Document text.
[Start of section]

Hi and welcome!
I am very sorry that you are having to go through this, and I sincerely hope that things get stabilised enough to get home asap.
I will have to phrase the following very carefully
because firstly, I am not in a position to ‘diagnose’ (none of us here are), and secondly, it sounds like you have a lot going on healthwise, and only you and your medical team can see the whole picture.
So how about I explain what happens to me, and what would happen to me in your situation, and then you make up your own mind whether it is ringing any bells...
Ever heard of something called Reactive Hypoglycaemia?
It is a condition where, if someone eats a lot of carbs (for example a glucose filled liquid meal via a PEG) their body thinks ‘oooh, lots of carbs! Don’t want blood glucose to get too high. Will pump out lots of insulin’ which removes the glucose from the blood and tucks it away into storage in the body’s cells.
Obviously this is a good thing, a
normal thing, and it keeps blood glucose nicely regulated.

[End of section]

Recorded data.
[Start of section]

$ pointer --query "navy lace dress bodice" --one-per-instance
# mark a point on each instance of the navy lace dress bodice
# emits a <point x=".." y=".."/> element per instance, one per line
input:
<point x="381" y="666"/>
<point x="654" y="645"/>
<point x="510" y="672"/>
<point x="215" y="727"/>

[End of section]

Reproduce the forum reply on reactive hypoglycaemia word for word, in full. Nothing in the material is needed here.

Output for this exercise.
Hi and welcome!
I am very sorry that you are having to go through this, and I sincerely hope that things get stabilised enough to get home asap.
I will have to phrase the following very carefully
because firstly, I am not in a position to ‘diagnose’ (none of us here are), and secondly, it sounds like you have a lot going on healthwise, and only you and your medical team can see the whole picture.
So how about I explain what happens to me, and what would happen to me in your situation, and then you make up your own mind whether it is ringing any bells...
Ever heard of something called Reactive Hypoglycaemia?
It is a condition where, if someone eats a lot of carbs (for example a glucose filled liquid meal via a PEG) their body thinks ‘oooh, lots of carbs! Don’t want blood glucose to get too high. Will pump out lots of insulin’ which removes the glucose from the blood and tucks it away into storage in the body’s cells.
Obviously this is a good thing, a
normal thing, and it keeps blood glucose nicely regulated.